(Image-grounded pointing data)

+++++

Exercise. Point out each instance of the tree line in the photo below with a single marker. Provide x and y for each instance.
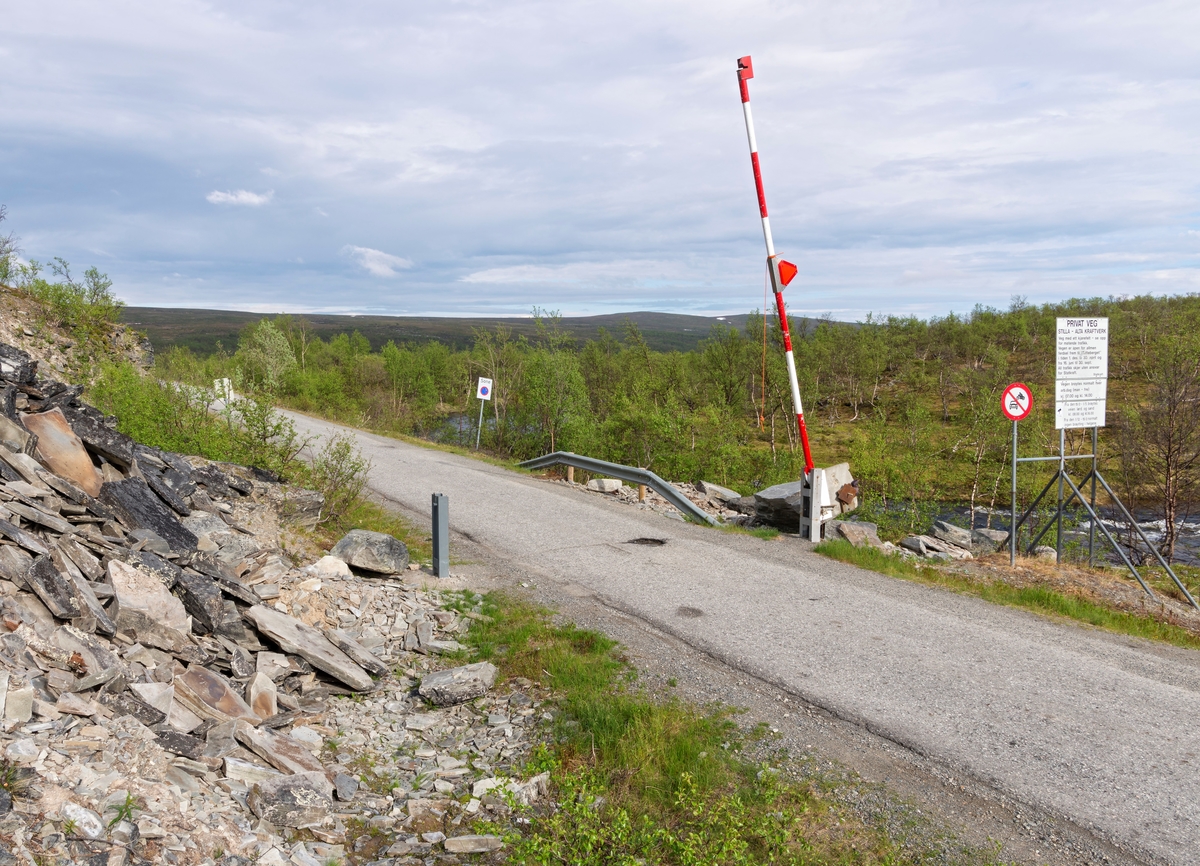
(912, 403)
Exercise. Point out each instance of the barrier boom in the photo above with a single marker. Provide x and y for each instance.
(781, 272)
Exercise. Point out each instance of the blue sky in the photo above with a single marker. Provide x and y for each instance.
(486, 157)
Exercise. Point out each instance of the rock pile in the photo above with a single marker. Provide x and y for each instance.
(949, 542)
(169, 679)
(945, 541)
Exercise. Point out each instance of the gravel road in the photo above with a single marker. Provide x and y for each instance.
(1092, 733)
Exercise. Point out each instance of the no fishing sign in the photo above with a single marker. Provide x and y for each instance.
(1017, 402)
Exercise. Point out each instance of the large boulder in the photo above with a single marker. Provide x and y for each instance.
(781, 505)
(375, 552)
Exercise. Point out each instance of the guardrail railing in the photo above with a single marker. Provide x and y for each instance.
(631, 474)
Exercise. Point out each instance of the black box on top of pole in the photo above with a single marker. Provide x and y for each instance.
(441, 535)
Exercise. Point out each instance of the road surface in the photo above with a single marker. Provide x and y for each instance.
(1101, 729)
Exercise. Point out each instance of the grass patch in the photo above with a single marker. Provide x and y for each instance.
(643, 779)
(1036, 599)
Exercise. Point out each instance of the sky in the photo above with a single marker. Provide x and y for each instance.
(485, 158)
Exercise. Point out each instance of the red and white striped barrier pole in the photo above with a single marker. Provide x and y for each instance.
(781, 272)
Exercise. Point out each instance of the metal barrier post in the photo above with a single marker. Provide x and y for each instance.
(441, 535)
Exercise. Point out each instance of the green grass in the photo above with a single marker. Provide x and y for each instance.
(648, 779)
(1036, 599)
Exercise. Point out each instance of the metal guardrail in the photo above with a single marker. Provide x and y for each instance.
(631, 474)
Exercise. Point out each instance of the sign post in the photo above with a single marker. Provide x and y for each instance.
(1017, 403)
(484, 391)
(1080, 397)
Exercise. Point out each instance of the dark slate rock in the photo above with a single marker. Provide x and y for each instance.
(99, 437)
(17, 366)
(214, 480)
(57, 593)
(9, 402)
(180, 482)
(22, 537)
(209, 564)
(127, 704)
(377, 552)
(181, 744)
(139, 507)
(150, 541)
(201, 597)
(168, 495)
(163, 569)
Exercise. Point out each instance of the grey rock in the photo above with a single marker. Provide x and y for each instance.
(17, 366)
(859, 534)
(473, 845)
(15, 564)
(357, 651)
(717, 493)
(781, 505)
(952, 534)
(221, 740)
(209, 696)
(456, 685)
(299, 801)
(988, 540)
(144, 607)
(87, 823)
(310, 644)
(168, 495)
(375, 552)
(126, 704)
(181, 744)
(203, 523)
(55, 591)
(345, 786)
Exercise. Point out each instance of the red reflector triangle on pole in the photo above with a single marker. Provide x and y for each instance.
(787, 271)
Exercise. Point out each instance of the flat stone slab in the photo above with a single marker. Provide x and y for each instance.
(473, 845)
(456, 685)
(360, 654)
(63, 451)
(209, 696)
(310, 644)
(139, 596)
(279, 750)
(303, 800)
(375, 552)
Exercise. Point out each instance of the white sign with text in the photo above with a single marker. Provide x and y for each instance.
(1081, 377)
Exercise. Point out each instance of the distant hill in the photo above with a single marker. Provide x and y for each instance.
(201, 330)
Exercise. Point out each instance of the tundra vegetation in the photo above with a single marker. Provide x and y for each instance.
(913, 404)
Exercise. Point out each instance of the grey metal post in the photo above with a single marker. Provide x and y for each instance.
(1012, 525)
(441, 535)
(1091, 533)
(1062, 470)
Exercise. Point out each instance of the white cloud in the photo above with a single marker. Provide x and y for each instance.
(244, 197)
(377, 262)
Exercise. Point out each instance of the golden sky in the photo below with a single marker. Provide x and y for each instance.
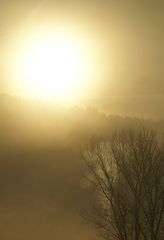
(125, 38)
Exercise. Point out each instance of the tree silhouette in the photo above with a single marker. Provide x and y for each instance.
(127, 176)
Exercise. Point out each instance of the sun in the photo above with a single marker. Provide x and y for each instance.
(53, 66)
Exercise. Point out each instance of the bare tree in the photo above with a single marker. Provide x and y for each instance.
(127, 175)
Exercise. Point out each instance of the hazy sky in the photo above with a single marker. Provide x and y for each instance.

+++++

What you need to do: Repeat only the stretch of lines that opens with the line containing "Exercise. Point out each instance of the tree silhouette" and closes with the final line of the entries, both included, exactly as written.

Result of this task:
Exercise. Point out each instance of the tree silhouette in the photo above with a single marker. Provide x and y for each instance.
(127, 176)
Exercise. Point out each instance of the sun in the photo above with a single marker. Provide x and y for each instance.
(53, 66)
Exercise. Point out each instance of the bare tree in the photo above with a single marker. Provide x and y for each instance.
(127, 175)
Exercise. Point out each instance of the hazy sky in the photo above with a single marker. Provide x and y for each instance.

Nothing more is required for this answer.